Photo-based referring expression data:
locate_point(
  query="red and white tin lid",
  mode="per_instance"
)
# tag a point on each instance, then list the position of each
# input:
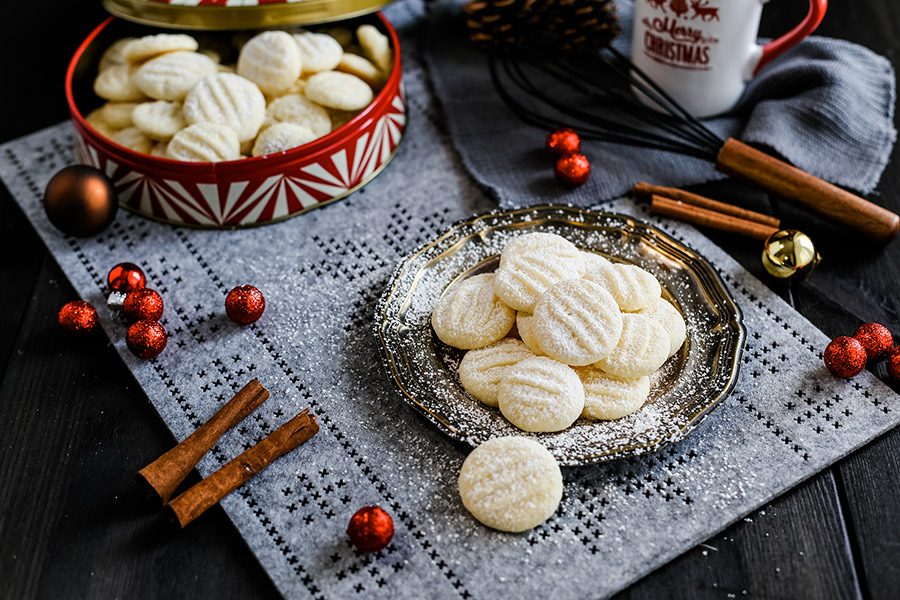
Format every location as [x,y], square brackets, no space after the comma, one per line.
[239,14]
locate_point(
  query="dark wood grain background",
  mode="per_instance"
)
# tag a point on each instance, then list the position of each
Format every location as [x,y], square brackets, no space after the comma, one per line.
[74,425]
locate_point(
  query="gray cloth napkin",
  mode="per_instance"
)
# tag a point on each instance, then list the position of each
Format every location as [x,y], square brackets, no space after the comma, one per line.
[827,106]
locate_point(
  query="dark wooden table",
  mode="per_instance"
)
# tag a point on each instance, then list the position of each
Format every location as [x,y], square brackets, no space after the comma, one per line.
[74,425]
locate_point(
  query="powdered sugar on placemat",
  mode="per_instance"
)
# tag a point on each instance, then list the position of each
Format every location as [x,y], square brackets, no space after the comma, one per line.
[322,274]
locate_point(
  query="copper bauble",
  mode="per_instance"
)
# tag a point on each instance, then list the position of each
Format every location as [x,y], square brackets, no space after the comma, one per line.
[245,304]
[370,529]
[790,254]
[81,201]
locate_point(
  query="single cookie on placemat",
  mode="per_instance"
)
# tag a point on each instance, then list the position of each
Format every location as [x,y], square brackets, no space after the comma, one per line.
[642,349]
[470,316]
[633,288]
[160,120]
[607,398]
[172,75]
[229,100]
[525,327]
[672,321]
[481,371]
[318,51]
[531,263]
[205,142]
[577,322]
[342,91]
[540,394]
[271,60]
[510,483]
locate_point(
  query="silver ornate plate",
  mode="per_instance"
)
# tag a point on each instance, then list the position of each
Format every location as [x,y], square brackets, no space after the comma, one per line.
[685,390]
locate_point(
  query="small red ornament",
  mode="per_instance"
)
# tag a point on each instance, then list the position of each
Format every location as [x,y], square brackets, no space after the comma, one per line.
[146,339]
[371,528]
[143,305]
[563,142]
[78,317]
[894,364]
[245,304]
[126,277]
[845,357]
[573,170]
[876,339]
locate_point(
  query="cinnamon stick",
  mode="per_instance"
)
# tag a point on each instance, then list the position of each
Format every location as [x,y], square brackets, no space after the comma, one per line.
[648,189]
[196,500]
[169,470]
[708,218]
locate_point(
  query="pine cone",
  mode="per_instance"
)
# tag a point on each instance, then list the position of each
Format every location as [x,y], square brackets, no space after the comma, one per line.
[583,23]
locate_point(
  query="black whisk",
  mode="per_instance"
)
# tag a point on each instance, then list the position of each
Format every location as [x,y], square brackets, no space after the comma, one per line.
[552,65]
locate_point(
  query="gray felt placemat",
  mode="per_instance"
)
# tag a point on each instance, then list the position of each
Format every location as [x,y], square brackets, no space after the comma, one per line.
[322,273]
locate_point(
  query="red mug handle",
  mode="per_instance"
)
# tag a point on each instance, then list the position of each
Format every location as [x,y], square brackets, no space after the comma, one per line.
[779,46]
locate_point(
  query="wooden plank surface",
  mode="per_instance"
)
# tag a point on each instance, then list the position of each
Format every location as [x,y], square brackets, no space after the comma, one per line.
[75,425]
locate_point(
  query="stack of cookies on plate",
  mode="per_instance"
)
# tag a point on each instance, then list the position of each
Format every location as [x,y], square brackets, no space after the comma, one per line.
[168,97]
[591,332]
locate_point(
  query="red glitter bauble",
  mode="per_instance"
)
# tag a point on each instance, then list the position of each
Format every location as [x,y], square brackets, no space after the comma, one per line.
[143,305]
[876,339]
[77,317]
[573,169]
[563,142]
[845,357]
[245,304]
[146,339]
[126,277]
[894,364]
[371,528]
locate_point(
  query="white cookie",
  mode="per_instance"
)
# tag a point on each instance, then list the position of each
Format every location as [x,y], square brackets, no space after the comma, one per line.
[271,60]
[133,138]
[113,55]
[607,398]
[642,349]
[511,484]
[469,315]
[118,114]
[318,51]
[672,322]
[141,49]
[205,142]
[229,100]
[363,68]
[525,327]
[376,46]
[577,322]
[481,371]
[540,394]
[116,83]
[342,91]
[633,288]
[280,137]
[172,75]
[299,110]
[160,120]
[533,262]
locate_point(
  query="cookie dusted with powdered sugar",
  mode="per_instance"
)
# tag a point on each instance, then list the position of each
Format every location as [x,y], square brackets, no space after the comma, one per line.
[540,394]
[510,484]
[470,316]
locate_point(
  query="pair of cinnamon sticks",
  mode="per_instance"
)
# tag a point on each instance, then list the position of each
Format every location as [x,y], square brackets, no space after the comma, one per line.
[706,212]
[166,473]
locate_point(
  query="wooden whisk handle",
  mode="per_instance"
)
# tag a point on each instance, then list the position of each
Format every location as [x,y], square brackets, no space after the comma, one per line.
[823,198]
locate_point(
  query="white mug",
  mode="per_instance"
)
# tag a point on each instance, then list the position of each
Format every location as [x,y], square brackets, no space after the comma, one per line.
[703,52]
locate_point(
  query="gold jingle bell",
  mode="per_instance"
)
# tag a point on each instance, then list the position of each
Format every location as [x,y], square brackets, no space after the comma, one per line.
[790,255]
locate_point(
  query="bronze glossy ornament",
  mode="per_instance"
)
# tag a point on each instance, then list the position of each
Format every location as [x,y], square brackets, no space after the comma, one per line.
[80,201]
[790,254]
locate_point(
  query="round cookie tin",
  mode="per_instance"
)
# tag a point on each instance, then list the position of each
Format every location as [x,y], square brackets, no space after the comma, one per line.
[249,191]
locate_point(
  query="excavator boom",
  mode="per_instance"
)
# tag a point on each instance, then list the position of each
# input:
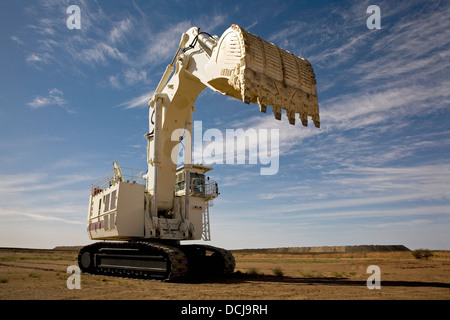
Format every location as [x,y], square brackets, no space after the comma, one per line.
[150,220]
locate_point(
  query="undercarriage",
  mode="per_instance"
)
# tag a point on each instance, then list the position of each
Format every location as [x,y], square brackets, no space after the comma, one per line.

**Requirement**
Copy out each line of the data that has the word "gray" in it.

**Your solution**
  query="gray cloth napkin",
  query="gray felt placemat",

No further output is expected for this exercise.